Page
+++++
Non-standard evaluation-蒲公英云

Non-standard evaluation

Dplyr uses non-standard evaluation (NSE) in all of the most important single table verbs: filter(), mutate(),summarise(), arrange(), select() and group_by(). NSE is important not only to save you typing, but for database backends, is what makes it possible to translate your R code to SQL. However, while NSE is great for interactive use it’s hard to program with. This vignette describes how you can opt out of NSE in dplyr, and instead rely only on SE (along with a little quoting).

Behind the scenes, NSE is powered by the lazyeval package. The goal is to provide an approach to NSE that you can learn once and then apply in many places (dplyr is the first of my packages to use this approach, but over time I will adopt it everywhere). You may want to read the lazyeval vignettes, if you like to learn more about the underlying details, or if you’d like to use this approach in your own packages.

Standard evaluation basics

Every function in dplyr that uses NSE also has a version that uses SE. There’s a consistent naming scheme: the SE is the NSE name with _ on the end. For example, the SE version of summarise() is summarise_(), the SE version of arrange() is arrange_(). These functions work very similarly to their NSE cousins, but the inputs must be “quoted”:

# NSE version:
summarise(mtcars, mean(mpg))
#> mean(mpg)
+++++
Material
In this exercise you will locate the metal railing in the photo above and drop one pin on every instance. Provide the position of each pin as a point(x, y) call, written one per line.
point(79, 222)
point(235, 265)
+++++
Required tasks
[1] Quote the passage of the non-standard evaluation page that opens with the words containing "Behind the scenes, NSE" and closes with "#> mean(mpg)".
[2] List every single table verb that, according to the non-standard evaluation page, uses non-standard evaluation in dplyr.
The material after the non-standard evaluation page is separate from the page.

Answer set
[1]
Behind the scenes, NSE is powered by the lazyeval package. The goal is to provide an approach to NSE that you can learn once and then apply in many places (dplyr is the first of my packages to use this approach, but over time I will adopt it everywhere). You may want to read the lazyeval vignettes, if you like to learn more about the underlying details, or if you’d like to use this approach in your own packages.

Standard evaluation basics

Every function in dplyr that uses NSE also has a version that uses SE. There’s a consistent naming scheme: the SE is the NSE name with _ on the end. For example, the SE version of summarise() is summarise_(), the SE version of arrange() is arrange_(). These functions work very similarly to their NSE cousins, but the inputs must be “quoted”:

# NSE version:
summarise(mtcars, mean(mpg))
#> mean(mpg)

[2] filter(), mutate(), summarise(), arrange(), select(), group_by()